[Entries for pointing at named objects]

>> begin

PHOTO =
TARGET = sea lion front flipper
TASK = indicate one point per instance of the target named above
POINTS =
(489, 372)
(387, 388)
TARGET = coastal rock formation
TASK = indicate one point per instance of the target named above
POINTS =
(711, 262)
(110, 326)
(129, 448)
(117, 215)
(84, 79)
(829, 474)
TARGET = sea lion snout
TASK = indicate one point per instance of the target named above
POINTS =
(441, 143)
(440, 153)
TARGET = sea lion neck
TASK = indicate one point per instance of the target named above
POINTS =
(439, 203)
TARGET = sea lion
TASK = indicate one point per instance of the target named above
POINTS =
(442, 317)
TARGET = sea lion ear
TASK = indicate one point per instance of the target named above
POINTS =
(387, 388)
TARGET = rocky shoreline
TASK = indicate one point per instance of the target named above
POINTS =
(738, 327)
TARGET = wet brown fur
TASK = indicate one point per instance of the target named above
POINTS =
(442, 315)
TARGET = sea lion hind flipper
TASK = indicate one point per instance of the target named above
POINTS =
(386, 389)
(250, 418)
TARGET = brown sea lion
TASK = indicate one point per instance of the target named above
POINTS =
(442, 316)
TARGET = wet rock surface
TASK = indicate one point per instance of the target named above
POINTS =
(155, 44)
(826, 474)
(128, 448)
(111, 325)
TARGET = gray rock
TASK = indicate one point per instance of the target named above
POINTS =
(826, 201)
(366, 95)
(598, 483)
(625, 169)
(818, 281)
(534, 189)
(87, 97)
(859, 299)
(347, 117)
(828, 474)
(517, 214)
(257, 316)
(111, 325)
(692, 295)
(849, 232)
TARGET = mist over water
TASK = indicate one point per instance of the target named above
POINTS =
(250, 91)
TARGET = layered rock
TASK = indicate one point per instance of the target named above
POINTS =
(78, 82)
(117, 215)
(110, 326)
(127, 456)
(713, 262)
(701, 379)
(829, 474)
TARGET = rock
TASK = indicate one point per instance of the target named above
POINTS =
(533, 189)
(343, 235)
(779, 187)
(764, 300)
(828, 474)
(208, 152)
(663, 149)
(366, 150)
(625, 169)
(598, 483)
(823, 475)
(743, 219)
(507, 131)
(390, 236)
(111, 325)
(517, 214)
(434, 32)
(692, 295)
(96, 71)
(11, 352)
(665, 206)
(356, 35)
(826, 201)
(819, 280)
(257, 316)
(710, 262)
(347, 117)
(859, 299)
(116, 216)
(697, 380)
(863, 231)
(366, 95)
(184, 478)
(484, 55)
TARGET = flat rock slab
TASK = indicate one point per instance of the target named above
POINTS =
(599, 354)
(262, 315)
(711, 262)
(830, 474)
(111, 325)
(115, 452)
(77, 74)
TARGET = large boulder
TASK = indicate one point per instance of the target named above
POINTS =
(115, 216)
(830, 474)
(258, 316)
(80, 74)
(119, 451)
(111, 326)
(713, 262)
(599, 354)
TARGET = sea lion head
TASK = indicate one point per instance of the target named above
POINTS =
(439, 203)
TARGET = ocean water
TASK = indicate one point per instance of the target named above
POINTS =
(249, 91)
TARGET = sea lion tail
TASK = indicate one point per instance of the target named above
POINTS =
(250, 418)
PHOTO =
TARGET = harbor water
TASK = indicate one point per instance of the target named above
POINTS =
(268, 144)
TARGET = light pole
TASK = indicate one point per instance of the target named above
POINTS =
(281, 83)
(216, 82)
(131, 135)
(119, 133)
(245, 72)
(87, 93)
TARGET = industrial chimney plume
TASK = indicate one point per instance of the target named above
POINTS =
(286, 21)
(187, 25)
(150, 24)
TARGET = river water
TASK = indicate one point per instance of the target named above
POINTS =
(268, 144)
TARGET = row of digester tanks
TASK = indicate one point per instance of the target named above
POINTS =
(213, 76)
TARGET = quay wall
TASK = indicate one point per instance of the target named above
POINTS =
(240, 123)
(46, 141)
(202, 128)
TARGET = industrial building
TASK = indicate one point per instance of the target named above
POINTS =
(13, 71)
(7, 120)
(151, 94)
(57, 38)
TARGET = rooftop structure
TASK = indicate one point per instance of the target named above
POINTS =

>> end

Written instruction => Render the rows from the line containing "TARGET = quay wall" through the final line of the rows as a Markdown table with two columns, Number and Entry, giving each line its own numbered table row and leaving out blank lines.

Finished exercise =>
| Number | Entry |
|---|---|
| 1 | TARGET = quay wall |
| 2 | TASK = indicate one point per instance of the target named above |
| 3 | POINTS = |
| 4 | (240, 123) |
| 5 | (46, 141) |
| 6 | (202, 128) |
| 7 | TARGET = industrial building |
| 8 | TASK = indicate one point per instance of the target named above |
| 9 | POINTS = |
| 10 | (13, 71) |
| 11 | (7, 120) |
| 12 | (151, 94) |
| 13 | (57, 38) |
| 14 | TARGET = rooftop structure |
| 15 | TASK = indicate one point per instance of the target named above |
| 16 | POINTS = |